(Dataset rows)
— Start —

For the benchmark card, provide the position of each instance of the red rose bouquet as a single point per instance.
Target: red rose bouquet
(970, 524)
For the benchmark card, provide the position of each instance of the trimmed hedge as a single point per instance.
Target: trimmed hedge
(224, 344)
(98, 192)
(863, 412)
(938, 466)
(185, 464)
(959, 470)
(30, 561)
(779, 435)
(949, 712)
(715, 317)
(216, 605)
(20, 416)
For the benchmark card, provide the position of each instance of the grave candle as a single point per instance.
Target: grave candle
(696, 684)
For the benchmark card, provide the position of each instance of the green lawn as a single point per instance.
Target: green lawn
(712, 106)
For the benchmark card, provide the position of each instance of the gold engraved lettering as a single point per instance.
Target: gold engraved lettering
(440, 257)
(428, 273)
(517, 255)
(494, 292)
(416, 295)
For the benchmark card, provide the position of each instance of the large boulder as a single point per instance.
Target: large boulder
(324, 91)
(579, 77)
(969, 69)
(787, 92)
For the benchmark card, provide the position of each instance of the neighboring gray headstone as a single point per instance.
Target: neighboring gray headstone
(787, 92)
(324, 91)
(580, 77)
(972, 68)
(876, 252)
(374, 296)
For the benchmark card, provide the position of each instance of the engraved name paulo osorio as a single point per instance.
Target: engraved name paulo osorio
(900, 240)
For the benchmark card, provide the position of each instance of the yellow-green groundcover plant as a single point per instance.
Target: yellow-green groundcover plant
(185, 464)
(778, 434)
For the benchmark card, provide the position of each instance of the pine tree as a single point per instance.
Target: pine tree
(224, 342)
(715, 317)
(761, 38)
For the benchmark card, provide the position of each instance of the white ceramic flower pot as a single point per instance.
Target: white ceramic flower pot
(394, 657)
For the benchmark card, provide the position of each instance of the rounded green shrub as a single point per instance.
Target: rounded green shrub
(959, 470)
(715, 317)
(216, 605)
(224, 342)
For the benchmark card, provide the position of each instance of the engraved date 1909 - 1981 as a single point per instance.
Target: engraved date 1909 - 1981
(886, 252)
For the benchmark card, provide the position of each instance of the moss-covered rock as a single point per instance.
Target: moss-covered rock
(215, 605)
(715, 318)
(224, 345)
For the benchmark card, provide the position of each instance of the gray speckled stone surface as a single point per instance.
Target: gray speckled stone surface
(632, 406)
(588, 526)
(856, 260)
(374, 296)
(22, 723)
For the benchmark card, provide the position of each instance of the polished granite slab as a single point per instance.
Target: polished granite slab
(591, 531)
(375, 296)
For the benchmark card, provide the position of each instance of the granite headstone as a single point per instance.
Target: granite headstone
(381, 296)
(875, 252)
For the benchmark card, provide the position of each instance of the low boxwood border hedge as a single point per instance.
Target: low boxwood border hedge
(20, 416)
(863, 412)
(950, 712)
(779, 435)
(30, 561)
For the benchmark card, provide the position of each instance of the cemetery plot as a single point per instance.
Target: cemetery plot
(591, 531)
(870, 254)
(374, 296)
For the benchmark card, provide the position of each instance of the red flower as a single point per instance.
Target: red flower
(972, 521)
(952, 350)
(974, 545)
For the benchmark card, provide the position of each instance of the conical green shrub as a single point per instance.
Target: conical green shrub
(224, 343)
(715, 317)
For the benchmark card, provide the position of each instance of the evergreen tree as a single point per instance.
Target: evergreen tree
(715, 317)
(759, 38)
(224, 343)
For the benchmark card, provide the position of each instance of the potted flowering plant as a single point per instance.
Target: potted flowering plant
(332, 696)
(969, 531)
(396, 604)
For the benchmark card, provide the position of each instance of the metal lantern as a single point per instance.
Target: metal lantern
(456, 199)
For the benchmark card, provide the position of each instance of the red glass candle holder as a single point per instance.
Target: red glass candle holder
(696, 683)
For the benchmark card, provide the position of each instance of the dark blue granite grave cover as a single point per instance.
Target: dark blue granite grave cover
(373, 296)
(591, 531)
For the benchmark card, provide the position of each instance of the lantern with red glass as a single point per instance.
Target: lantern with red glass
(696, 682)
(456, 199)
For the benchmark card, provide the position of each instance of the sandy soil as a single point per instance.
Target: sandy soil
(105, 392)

— End —

Exercise directions: Every line above needs to be retyped exactly.

Task output:
For the benchmark card, provide the position of each instance of the red rose bouquet as a single point per instance.
Target: red rose bouquet
(970, 524)
For the benchmark card, provide the position of each instance of the trimmed hedge as a single point per instance.
Target: trimmed hedge
(224, 344)
(98, 192)
(863, 412)
(938, 466)
(185, 464)
(959, 470)
(30, 561)
(779, 435)
(949, 712)
(715, 317)
(216, 605)
(20, 416)
For the benchmark card, provide the position of each instance of the grave candle as a single point per instance.
Target: grave candle
(696, 684)
For the benchmark card, provide the position of each instance of the green lawn as a single point per instance.
Target: green lawn
(712, 106)
For the benchmark card, provide the position of each instance of the gold engraved lettering as a single point per instance.
Target: gold engraved lettering
(440, 257)
(428, 273)
(517, 255)
(494, 292)
(416, 295)
For the benchmark card, provide the position of each instance of the large boulder as a single point per instance.
Target: large boulder
(324, 91)
(579, 77)
(969, 69)
(787, 92)
For the benchmark card, provide the position of each instance of the neighboring gray headstone as a single point per instance.
Target: neighboring gray headstone
(787, 92)
(324, 91)
(580, 77)
(972, 68)
(876, 252)
(374, 296)
For the benchmark card, provide the position of each instance of the engraved name paulo osorio as a single point per instance.
Target: engraved name paulo osorio
(900, 240)
For the benchmark card, provide the position of each instance of the yellow-green groundcover plant as a single point per instance.
Target: yellow-green groundcover plant
(185, 464)
(778, 434)
For the benchmark card, provide the position of each instance of the pine tree as a single point per instance.
Target: pine tree
(224, 342)
(715, 317)
(761, 38)
For the benchmark card, provide the position of each instance of the white ceramic flower pot as a single point per instance.
Target: white ceramic flower pot
(394, 657)
For the benchmark card, provide the position of each instance of the rounded green shrub as a single point per instance.
Target: rounded green shrub
(959, 470)
(715, 317)
(216, 605)
(224, 342)
For the benchmark card, provide the position of each instance of the engraved date 1909 - 1981 as a single point per instance.
Target: engraved date 1909 - 1981
(886, 252)
For the benchmark card, provide the position of each instance of the moss-covered rock as a single point per instance.
Target: moss-covered rock
(215, 605)
(715, 318)
(224, 345)
For the benchmark card, provide the position of each instance of the gray speckled stone surface as a single point per instance.
Target: gray speckled stone surface
(632, 406)
(588, 526)
(856, 260)
(374, 296)
(22, 723)
For the benchmark card, provide the position of each instance of the polished granite slab as a single point per instance.
Target: polished granite slab
(591, 531)
(375, 296)
For the benchmark card, provide the position of each instance of the granite headstone as a single point per instance.
Target: granite headstone
(381, 296)
(875, 252)
For the benchmark card, provide the position of each instance of the low boxwood border hedge as a single point per instance.
Target: low boxwood border hedge
(20, 416)
(863, 412)
(950, 712)
(779, 435)
(30, 561)
For the benchmark card, provide the position of each instance of the cemetery plot as a single point per instance.
Target: cemetery plot
(591, 531)
(870, 254)
(374, 296)
For the benchmark card, provide the position of each instance of the red flower as a single point per instance.
Target: red flower
(972, 521)
(952, 350)
(974, 545)
For the benchmark card, provide the position of each instance of the conical green shrub as a single point per instance.
Target: conical green shrub
(224, 343)
(715, 317)
For the benchmark card, provide the position of each instance of the evergreen tree as a single point per instance.
Target: evergreen tree
(715, 317)
(759, 38)
(224, 343)
For the benchmark card, provide the position of each instance of the potted flowering plant as a single point per instance.
Target: potted flowering plant
(332, 696)
(969, 531)
(396, 604)
For the benchmark card, provide the position of each instance of the metal lantern as a single point per instance.
Target: metal lantern
(456, 199)
For the benchmark card, provide the position of each instance of the red glass candle holder as a single point per instance.
Target: red glass candle holder
(696, 683)
For the benchmark card, provide the position of each instance of the dark blue granite grave cover as a single point per instance.
Target: dark blue granite grave cover
(373, 296)
(591, 531)
For the benchmark card, provide the position of each instance of the lantern with red glass as a single point per instance.
Target: lantern with red glass
(696, 682)
(456, 199)
For the benchmark card, provide the position of each instance of the sandy soil as a single point per instance.
Target: sandy soil
(105, 392)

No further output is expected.